↓

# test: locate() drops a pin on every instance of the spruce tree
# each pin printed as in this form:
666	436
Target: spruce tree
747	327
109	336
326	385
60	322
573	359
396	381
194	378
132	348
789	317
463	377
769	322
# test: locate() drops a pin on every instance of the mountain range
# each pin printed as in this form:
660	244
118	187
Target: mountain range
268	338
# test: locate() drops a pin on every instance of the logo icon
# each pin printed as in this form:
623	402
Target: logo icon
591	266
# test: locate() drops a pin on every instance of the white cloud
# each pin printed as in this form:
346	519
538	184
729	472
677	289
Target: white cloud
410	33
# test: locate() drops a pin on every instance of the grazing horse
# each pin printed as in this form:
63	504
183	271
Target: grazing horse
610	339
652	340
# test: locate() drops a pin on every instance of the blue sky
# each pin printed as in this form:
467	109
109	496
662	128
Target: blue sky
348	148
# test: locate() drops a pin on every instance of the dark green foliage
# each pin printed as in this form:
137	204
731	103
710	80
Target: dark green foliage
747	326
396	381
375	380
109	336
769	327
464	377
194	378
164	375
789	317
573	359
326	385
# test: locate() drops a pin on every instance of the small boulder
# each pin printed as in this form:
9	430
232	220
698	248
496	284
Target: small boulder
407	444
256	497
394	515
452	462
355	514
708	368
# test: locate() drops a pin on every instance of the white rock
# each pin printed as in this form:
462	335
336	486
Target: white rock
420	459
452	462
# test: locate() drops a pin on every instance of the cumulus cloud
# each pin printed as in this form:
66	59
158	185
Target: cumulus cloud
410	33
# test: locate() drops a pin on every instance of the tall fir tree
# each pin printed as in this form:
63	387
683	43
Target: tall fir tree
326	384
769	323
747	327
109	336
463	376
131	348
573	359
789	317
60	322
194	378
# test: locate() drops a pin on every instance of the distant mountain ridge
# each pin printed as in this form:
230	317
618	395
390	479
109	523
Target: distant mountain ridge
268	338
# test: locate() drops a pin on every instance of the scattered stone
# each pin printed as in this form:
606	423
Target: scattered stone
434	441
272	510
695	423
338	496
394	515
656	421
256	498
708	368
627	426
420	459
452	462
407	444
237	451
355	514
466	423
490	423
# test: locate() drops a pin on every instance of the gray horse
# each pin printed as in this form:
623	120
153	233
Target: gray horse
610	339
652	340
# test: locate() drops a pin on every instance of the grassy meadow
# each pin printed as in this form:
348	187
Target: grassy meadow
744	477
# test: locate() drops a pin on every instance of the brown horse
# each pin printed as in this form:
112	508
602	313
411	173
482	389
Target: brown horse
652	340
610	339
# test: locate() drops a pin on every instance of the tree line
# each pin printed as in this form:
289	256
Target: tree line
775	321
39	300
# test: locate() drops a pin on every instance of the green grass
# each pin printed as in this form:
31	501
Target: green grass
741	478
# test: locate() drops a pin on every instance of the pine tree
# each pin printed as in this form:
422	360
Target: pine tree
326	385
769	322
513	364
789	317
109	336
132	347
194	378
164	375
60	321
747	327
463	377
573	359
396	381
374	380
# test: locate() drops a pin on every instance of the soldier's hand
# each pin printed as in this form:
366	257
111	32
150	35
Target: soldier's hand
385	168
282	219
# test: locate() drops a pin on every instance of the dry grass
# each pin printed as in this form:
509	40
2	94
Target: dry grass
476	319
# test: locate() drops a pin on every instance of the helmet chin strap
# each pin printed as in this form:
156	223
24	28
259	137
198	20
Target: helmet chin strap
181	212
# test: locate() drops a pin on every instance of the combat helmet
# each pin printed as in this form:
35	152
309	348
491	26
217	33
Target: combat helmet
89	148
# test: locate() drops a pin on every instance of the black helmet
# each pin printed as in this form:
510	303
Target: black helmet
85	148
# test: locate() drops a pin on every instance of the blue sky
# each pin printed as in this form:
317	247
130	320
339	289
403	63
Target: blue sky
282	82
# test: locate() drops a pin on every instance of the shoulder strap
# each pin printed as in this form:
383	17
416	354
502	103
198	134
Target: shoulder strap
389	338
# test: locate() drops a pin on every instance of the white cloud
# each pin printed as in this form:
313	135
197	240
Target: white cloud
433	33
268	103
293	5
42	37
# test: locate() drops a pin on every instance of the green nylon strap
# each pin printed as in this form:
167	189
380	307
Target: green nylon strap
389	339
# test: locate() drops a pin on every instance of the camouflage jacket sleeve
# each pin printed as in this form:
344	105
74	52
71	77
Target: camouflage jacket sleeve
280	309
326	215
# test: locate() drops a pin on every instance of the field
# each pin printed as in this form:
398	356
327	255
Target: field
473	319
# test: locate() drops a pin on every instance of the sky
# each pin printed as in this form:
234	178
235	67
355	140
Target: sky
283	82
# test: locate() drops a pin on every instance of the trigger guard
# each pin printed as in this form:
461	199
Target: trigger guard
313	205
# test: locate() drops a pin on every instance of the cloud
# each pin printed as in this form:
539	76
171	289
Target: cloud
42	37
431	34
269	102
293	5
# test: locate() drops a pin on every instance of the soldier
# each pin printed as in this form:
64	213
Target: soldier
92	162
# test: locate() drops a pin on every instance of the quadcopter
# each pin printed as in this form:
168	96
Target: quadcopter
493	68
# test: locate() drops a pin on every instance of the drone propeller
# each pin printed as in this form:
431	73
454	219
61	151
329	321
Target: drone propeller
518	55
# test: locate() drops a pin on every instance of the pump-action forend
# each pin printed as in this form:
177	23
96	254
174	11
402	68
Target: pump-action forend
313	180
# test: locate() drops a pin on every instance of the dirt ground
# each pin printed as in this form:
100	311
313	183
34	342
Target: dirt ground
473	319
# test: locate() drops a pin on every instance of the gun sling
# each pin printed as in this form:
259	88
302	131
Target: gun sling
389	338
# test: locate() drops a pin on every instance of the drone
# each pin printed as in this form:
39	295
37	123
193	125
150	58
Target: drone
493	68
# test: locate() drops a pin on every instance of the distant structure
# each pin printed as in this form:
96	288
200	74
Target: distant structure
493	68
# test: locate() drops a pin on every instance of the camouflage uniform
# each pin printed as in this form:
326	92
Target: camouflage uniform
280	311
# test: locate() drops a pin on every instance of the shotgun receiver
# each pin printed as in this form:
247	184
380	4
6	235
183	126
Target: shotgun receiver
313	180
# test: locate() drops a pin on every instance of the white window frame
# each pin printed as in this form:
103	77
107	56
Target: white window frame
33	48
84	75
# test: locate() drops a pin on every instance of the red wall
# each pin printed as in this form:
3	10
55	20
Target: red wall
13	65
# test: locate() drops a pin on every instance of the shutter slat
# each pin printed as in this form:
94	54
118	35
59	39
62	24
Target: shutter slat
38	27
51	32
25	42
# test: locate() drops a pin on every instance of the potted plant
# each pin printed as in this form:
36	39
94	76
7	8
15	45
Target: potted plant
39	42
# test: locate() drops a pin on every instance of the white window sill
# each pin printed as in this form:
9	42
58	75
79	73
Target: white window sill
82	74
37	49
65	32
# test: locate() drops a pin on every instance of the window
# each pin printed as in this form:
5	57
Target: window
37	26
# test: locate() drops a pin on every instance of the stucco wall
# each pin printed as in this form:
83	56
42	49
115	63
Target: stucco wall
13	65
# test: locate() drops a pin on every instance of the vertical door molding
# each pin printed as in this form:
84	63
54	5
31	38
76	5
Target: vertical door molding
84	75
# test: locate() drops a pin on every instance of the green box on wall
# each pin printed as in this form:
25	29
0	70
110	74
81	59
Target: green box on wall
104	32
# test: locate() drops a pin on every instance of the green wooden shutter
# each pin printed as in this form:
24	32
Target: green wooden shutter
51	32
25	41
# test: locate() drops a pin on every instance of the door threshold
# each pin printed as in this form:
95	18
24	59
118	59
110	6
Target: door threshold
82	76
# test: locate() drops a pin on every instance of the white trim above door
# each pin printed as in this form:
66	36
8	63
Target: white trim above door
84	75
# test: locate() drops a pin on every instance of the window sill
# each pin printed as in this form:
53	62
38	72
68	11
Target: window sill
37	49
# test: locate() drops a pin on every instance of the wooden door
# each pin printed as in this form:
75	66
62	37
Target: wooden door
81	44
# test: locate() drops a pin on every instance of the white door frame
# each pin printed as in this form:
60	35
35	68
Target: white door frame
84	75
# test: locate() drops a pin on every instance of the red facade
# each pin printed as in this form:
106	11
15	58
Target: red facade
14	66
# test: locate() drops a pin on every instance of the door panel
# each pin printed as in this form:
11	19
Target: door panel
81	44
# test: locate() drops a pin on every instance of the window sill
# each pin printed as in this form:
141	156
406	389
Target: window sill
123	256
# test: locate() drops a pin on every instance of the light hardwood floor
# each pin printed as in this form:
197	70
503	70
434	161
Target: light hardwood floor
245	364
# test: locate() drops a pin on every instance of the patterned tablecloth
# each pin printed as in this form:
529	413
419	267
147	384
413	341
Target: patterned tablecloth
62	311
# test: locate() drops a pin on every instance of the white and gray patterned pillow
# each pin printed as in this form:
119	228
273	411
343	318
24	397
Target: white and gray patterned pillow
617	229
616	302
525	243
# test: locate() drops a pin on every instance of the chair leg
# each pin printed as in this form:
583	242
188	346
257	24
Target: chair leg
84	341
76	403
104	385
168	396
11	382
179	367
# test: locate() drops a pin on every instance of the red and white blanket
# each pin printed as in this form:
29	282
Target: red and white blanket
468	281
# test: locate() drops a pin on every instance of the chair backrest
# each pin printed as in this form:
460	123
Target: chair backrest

↑

| TO DO |
Reproduce the rows above verbatim, from the line with "the red and white blanket" through the final line of the rows.

| TASK OUTPUT |
# test: locate() drops a pin on every instance of the red and white blanket
# each pin printed as in this form:
29	282
Target: red and white blanket
468	281
# test: locate() drops a pin on every instance of the chair backrest
# each pin printed as in this form:
460	123
Target: chair backrest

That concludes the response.